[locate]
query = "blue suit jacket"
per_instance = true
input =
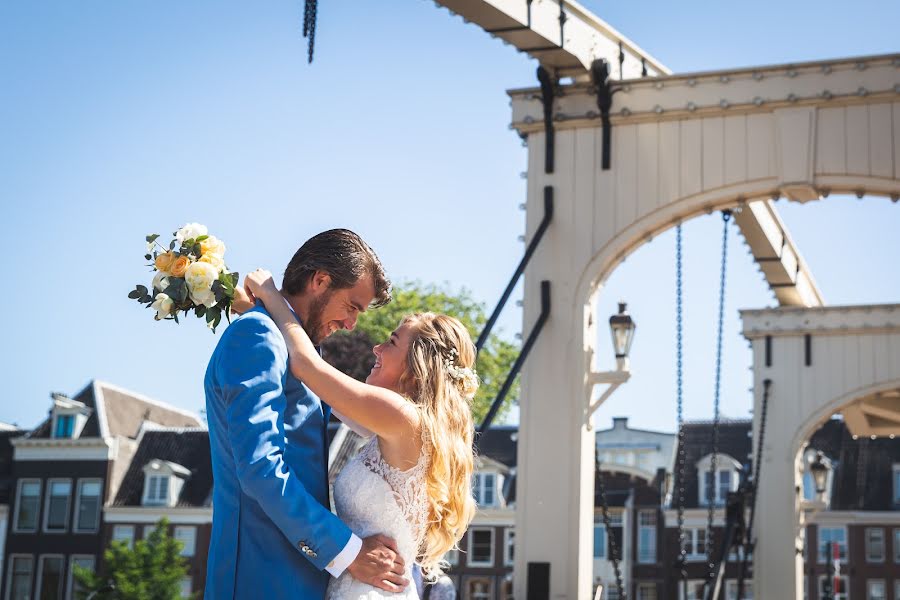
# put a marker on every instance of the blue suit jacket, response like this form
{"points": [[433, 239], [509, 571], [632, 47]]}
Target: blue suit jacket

::::::::

■ **Your instructions**:
Print exactly the lines between the line with "# put a marker" and the final line of the records above, both included.

■ **Result**:
# put a marker on every instance of the blue suit jacket, response like this form
{"points": [[433, 239], [509, 571], [632, 47]]}
Target: blue suit jacket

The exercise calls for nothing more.